=== Requirement A ===
Rewrite the rows below as a JSON list of strings, one string per line and no blank lines, covering everything from the line containing "Return one point per instance of the power" down to the end of the rows.

===== Provided text =====

Is TTL broken in Java?
Today at my client’s site, I encountered an issue where CoreDNS was being overwhelmed with DNS queries. Logs were flooded with UnknownHostException across a fleet of services. It turned out to be related to DNS response caching. Looking at the git history, I discovered that 5 years ago, someone had set the property sun.net.inetaddr.ttl to zero for all JVM-based Docker images. The client’s infrastructure team recently migrated from Nomad to Kubernetes, which, unfortunately, exposed this lack of DNS response caching.
What is TTL and Why Does It Matter? #
TTL is an acronym for Time To Live and represents a duration in seconds. It’s a crucial networking concept that defines the lifespan of data in a computer or network. Data is considered stale after the interval has passed and is then either refreshed or discarded. Big TTL intervals can lead to outdated information being returned, while very low or zero TTL values can cause excessive load on servers due to frequent requests for the same data. A TTL of 0 seconds means that nothing is cached at all. In the case of DNS, this means that clients will try to resolve the DNS for every single request, putting unnecessary strain on the DNS servers.
Testing DNS Caching Behavior #
Working with legacy systems can be challenging because the original reasoning behind decisions is likely lost over time, unless documented properly. There might have been valid reasons for setting the TTL to 0, but it’s essential to revisit and reassess these decisions periodically. Those old arguments might no longer hold in today’s context.

===== Extracted material =====

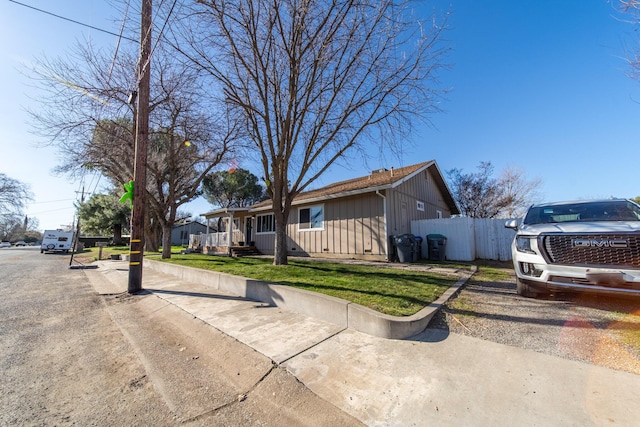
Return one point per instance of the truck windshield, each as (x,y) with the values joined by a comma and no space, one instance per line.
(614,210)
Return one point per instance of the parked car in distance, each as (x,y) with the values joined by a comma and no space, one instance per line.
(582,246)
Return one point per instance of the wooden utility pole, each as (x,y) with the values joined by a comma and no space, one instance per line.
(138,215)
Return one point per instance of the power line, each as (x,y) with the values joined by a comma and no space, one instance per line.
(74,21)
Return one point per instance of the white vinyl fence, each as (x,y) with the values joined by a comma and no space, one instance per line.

=====

=== Requirement B ===
Based on the Java DNS caching post above, decide whether each statement agrees with it, and answer yes or no with the deciding words quoted.
(i) The property sun.net.inetaddr.ttl was set to zero for all JVM-based Docker images five years ago.
(ii) The client's infrastructure team recently moved from Kubernetes to Nomad.
(iii) A TTL of 0 seconds means data is cached only briefly.

=== Written answer A ===
[
  "Return one point per instance of the power line, each as (x,y) with the values joined by a comma and no space, one instance per line.",
  "(74,21)",
  "Return one point per instance of the white vinyl fence, each as (x,y) with the values joined by a comma and no space, one instance per line."
]

=== Written answer B ===
(i) Yes: "5 years ago, someone had set the property sun.net.inetaddr.ttl to zero for all JVM-based Docker images"
(ii) No: "recently migrated from Nomad to Kubernetes"
(iii) No: "A TTL of 0 seconds means that nothing is cached at all."